▶ BRIEF
Copy out all the lines in the records that include the word "dirt".

──────── AVAILABLE DATA ────────

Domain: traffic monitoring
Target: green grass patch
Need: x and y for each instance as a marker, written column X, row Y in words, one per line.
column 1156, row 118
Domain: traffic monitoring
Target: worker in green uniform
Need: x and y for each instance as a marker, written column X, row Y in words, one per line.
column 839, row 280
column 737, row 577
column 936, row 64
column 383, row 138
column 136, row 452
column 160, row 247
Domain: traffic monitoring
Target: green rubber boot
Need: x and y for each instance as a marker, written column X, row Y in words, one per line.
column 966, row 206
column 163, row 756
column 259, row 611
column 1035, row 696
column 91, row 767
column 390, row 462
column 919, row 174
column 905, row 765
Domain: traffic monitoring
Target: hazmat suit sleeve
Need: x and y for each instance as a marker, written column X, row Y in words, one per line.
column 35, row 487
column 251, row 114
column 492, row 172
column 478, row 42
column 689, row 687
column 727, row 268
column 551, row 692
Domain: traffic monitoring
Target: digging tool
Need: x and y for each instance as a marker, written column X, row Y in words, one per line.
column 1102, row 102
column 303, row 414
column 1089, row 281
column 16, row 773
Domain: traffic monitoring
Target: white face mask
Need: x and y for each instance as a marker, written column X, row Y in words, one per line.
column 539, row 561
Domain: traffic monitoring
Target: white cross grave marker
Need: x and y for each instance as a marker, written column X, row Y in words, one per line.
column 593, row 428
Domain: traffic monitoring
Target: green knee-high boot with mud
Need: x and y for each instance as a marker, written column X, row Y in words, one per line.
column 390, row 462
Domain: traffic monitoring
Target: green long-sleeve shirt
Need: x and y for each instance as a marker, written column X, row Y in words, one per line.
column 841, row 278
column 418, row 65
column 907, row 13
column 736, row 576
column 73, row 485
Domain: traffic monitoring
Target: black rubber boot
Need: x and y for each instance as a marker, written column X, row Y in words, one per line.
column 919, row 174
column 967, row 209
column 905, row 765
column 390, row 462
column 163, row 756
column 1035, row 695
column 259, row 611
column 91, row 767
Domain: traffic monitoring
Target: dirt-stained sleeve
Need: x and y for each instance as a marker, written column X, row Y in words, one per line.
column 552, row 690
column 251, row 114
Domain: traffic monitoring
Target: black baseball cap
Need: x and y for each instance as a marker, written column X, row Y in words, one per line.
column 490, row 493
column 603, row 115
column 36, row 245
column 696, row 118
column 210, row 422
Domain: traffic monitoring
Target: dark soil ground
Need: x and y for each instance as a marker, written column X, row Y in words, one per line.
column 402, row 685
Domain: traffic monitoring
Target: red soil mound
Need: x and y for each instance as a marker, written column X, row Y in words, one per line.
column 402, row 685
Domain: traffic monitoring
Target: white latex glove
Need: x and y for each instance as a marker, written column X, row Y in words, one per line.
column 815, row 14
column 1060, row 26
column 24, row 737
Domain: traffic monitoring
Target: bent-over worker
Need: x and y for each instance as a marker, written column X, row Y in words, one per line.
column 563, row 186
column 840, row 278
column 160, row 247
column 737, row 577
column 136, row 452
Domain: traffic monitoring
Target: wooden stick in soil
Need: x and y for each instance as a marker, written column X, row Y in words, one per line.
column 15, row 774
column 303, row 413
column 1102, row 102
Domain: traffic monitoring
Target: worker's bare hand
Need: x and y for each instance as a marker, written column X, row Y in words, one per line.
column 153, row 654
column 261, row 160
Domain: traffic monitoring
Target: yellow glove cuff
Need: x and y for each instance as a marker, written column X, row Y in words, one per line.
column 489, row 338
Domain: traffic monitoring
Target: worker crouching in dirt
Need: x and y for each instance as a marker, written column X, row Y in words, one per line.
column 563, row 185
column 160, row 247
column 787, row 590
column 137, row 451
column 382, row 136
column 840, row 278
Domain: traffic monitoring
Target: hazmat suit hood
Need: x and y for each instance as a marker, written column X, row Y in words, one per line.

────────

▶ EXPECTED ANSWER
Target: dirt-stained sleeve
Target: worker crouching in dirt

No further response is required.